Stored items:
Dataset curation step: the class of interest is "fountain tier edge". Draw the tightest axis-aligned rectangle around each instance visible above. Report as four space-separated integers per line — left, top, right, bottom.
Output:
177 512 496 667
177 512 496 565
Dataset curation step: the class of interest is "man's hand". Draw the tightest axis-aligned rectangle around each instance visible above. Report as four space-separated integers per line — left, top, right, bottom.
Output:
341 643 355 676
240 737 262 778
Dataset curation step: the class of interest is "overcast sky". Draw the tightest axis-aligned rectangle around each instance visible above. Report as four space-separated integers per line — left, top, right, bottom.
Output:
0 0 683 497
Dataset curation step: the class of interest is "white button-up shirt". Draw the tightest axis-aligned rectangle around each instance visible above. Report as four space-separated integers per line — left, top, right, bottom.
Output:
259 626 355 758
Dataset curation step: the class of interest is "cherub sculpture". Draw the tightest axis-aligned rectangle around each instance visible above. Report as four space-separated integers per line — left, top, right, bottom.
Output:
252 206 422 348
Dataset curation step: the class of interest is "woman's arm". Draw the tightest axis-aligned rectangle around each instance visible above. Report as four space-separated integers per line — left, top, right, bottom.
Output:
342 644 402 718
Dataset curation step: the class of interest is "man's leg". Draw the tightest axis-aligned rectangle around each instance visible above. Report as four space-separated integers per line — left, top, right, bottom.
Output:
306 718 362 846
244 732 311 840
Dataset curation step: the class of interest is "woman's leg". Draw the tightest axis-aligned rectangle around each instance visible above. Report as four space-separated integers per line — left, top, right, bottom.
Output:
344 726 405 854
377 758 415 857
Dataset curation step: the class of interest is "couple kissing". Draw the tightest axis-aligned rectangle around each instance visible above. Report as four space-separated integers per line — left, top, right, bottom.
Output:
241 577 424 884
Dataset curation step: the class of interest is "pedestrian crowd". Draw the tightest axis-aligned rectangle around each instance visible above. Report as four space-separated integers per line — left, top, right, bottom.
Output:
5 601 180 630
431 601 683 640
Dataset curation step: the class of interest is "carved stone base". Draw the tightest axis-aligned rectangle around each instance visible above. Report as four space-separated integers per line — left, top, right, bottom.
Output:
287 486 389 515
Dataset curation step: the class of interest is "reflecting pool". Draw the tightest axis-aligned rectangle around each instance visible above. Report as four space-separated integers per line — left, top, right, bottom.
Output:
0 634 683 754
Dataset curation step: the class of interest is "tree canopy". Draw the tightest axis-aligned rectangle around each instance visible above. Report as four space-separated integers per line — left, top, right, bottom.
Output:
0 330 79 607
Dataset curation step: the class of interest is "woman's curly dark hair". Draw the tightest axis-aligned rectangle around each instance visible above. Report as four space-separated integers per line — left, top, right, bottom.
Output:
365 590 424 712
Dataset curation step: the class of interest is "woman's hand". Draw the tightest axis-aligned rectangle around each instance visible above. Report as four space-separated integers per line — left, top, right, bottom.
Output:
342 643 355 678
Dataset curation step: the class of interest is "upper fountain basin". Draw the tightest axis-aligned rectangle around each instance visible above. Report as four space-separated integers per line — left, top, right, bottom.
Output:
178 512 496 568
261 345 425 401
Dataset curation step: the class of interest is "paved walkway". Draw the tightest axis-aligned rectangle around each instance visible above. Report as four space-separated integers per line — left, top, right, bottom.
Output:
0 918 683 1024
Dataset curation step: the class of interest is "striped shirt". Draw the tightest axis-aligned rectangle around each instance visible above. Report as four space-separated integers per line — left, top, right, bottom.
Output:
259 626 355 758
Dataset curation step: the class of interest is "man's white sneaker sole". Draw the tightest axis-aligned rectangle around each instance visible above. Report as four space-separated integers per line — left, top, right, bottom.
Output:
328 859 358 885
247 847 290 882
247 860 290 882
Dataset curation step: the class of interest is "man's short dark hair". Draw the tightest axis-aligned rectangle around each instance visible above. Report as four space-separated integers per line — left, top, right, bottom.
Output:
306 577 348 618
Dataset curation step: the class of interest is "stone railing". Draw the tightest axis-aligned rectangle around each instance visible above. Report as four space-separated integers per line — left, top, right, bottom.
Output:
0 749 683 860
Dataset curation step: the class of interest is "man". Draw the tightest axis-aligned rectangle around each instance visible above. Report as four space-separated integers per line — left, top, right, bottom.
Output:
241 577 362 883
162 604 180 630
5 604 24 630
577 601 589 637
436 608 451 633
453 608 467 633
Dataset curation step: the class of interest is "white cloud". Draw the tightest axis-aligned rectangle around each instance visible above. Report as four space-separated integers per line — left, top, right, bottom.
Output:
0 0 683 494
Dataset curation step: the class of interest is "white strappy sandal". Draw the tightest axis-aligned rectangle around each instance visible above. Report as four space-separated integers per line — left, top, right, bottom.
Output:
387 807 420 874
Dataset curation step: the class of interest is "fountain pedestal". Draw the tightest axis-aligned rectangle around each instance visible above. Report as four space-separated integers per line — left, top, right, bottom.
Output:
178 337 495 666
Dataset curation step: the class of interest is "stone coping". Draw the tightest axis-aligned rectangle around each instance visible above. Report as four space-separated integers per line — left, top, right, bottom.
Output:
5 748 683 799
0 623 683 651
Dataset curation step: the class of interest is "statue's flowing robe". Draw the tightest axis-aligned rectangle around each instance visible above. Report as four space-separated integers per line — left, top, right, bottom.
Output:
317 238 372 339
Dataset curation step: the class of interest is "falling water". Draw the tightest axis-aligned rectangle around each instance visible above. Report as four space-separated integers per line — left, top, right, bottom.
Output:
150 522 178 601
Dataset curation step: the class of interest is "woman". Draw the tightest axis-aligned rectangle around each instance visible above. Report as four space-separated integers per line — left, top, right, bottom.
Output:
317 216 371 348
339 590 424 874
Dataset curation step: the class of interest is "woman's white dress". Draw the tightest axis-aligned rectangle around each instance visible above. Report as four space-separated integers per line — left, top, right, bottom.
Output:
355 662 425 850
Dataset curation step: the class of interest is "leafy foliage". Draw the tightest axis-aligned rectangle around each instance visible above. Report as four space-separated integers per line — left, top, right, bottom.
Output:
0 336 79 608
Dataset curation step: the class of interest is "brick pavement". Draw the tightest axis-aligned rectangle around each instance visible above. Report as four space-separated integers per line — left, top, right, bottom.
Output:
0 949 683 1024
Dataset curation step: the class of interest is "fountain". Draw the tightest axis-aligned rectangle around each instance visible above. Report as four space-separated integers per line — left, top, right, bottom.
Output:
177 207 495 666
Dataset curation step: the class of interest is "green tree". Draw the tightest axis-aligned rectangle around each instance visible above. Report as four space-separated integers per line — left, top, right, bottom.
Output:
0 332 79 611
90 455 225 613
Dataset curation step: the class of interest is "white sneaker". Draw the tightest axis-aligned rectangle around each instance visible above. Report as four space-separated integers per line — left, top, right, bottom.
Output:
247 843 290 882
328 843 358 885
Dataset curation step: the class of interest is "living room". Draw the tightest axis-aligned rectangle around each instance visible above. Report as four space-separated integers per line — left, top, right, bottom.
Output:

__WHAT IS REQUIRED__
Please restate the records in full, word for word.

__RESULT FOR THIS TASK__
Dataset curation step: the class of interest is "fountain tier edge". Draw the tightest axis-aligned rectangle around each instance visible above. Report as four space-separated integers per line — left, top, right, bottom.
Output:
177 512 496 667
177 512 496 565
Dataset curation step: the class of interest is "man's hand". Draw the tightest axis-aligned rectangle around each instance visible above. Report as four space-separated integers per line — left, top, right, bottom.
Output:
341 643 355 676
240 737 262 778
Dataset curation step: the class of interest is "overcast sky". Draw the tightest axis-aligned rectangle around each instance visible above. Report as four space-separated integers per line — left, top, right, bottom.
Output:
0 0 683 497
Dataset curation step: the class of interest is "white button-up shirt". Draw the tightest axis-aligned rectangle around each instance visible above. Report as four space-separated integers per line — left, top, right, bottom.
Output:
259 626 355 758
Dataset curation step: the class of interest is "cherub sculpture". Draw the tightest axis-aligned rectangle around each instance visible above. Report as four space-separated integers per line — left, top, right, bottom.
Output:
252 206 422 348
Dataset curation step: the class of interest is "woman's arm". Draw the tightest axis-aligned rectangle around each instance visible above. Report as four space-separated integers per line — left, top, right, bottom.
Output:
342 644 402 718
Dataset curation step: the class of interest is "man's leg". Draw the tightest axis-aligned rectangle around each instance visible above. Report as four space-separated integers per line — left, top, right, bottom.
Output:
306 718 362 846
244 732 311 840
Dataset curation step: the class of interest is "woman's leg". Draw the tightest axis-aligned rectangle around each instance visible above. Report as four space-separated integers per line — left, top, right, bottom.
Output:
344 726 405 854
377 758 415 857
Dataset curation step: the class of interest is "couple kissing". Draw the tightest axis-aligned rectangle around each instance visible above. Report as four space-separated integers per line — left, top, right, bottom.
Output:
241 577 424 884
Dataset curation step: the class of interest is "pedestrian crowd". Draw the tightest axis-aligned rectangle around each instance visible above. Report as four space-separated integers per line — left, top, right, bottom.
Output:
5 601 180 630
431 601 683 640
Dataset curation step: the class of interest is "carved stone base". Draw the tightest axis-aligned rectangle around each instance visible above. Report as four space-separated integers per line — left, top, right, bottom.
Output:
287 486 389 515
Dataset curation step: the class of interest is "reflecting pool". Draw the tightest axis-aligned rectangle around each instance visible above. Report as four space-separated integers per line — left, top, right, bottom.
Output:
0 634 683 754
Dataset curation step: the class of interest is "tree canopy". Draw the tightest axis-aligned rectangle around each instance visible above. Report as four space-separated integers per line — left, top, right, bottom.
Output:
0 330 79 607
Dataset curation step: the class of interest is "woman's curly dark hair". Draw the tightest axis-aligned rectangle around each instance visible above. Report as four space-separated integers per line — left, top, right, bottom.
Output:
365 590 424 712
Dataset curation step: the class of interest is "woman's hand". Draw the tightest axis-aligned rectangle around each instance visible above. Report as four space-separated integers per line — left, top, right, bottom.
Output:
342 643 355 678
Dataset curation step: the class of interest is "upper fountain basin". Draw the tightest axis-aligned rectangle around each instance visible above. Report as four space-separated integers per line — left, top, right, bottom.
Output:
178 512 496 568
261 345 425 401
Dataset curation step: the class of interest is "paved walkway". Draw the tightest axis-aligned rectangle around each instance visible above. Report as four space-separated integers per line — left, top, right, bottom.
Output:
0 918 683 1024
Dataset curation step: the class of interest is "striped shirt". Draw the tightest axis-aligned rectangle around each instance visible above. Report as four space-separated integers per line — left, top, right, bottom.
Output:
259 626 355 758
Dataset curation step: the class of interest is "man's white sneaker sole". Draw the tightest axis-aligned rectangle around each instance visible above. Report as four space-separated integers per line — left, top, right, bottom.
Output:
328 859 358 885
247 847 290 882
247 860 290 882
Dataset curation step: the class of interest is "man's short dark hair". Draw the tightest axis-aligned rectangle around each instance visible above. Report as four space-separated integers per line — left, top, right, bottom.
Output:
306 577 348 618
Dataset curation step: the class of interest is "stone railing". Draw the tightest axis-aligned rectangle around each instance visible above. Report as four space-separated integers per line — left, top, right, bottom.
Output:
0 749 683 860
Dataset curation step: the class of interest is "man". Draw the tightest axis-aligned rectangle around each instance visible above. Report as four space-separated integers per line — left, top, right, bottom.
Output:
241 577 362 883
162 604 180 630
5 604 24 630
577 601 589 637
436 608 451 633
453 608 467 633
Dataset curation step: the class of interest is "white cloud". Draw the tightest axis-aligned rectangle around each instance visible above. Report as four space-separated integers per line — left, top, right, bottom.
Output:
0 0 683 494
Dataset curation step: the class of interest is "white strappy sandal". Draw the tightest axis-aligned rectangle around each instance visible above. Report as four space-separated integers per line — left, top, right, bottom.
Output:
387 807 420 874
Dataset curation step: the class of interest is "fountain pedestal". Draw the tightest axis-aligned rectangle around each instance visible above. Report as four space-separated integers per line — left, top, right, bottom.
Output:
178 337 495 666
Dataset curation step: the class of interest is "stone coping". Draw the tightest axis-aligned rectangle around each instance visible above. Report as four space-separated integers per line — left, top, right, bottom.
Output:
5 748 683 799
0 623 683 651
Dataset curation step: the class of interest is "statue's flowing robe". Draw the tightest axis-aligned rectangle around each instance visible above. Report as four space-separated integers per line — left, top, right, bottom.
Output:
317 238 372 339
Dataset curation step: the class of interest is "falling water". Draw the tightest axis-aligned rectangle around each instance visible above. Report as four space-separated integers per line — left, top, right, bottom.
Output:
150 522 178 601
Dataset curation step: the class of interest is "woman". Draw the tightest axis-aligned rectangle around each instance visible above. Report as four space-separated integers per line — left, top, right, bottom.
Output:
317 216 371 348
339 590 424 874
Dataset curation step: the class of interest is "woman's white dress". Draw the tightest axis-aligned rectangle around each instance visible above. Report as four space-separated integers per line — left, top, right, bottom.
Output:
355 662 425 850
Dataset curation step: the class of interest is "leafy foliage". Draw the tightest axis-aligned rectangle around each instance visible above. Report as four space-separated integers per line — left, top, right, bottom.
Output:
0 336 79 608
Dataset curation step: the class of interest is "brick pavement". Draw the tightest axis-aligned rectangle around each instance visible above. Report as four space-separated integers per line — left, top, right, bottom.
Output:
0 949 683 1024
Dataset curation step: the class of interest is "fountain". Draw the tightest axis-aligned rectangle around each instance visible above. Report as four space-separated integers per line — left, top, right, bottom.
Output:
177 207 495 666
Dataset curation step: the class of interest is "green tree". Draw the tightest axis-aligned rectangle around each instance visible above. Report as four space-separated integers per line — left, top, right, bottom.
Output:
0 332 79 611
90 455 225 613
Dataset curation step: the class of interest is "white sneaker". Draw the tightest axis-aligned rectangle around each instance visible above. Report as four space-separated integers per line — left, top, right, bottom.
Output:
247 843 290 882
328 843 358 885
Dataset curation step: the class of interest is "living room". Draw the tightest axis-aligned rectangle around each instance visible above. Report as four space-separated integers per line — left, top, right, bottom.
Output:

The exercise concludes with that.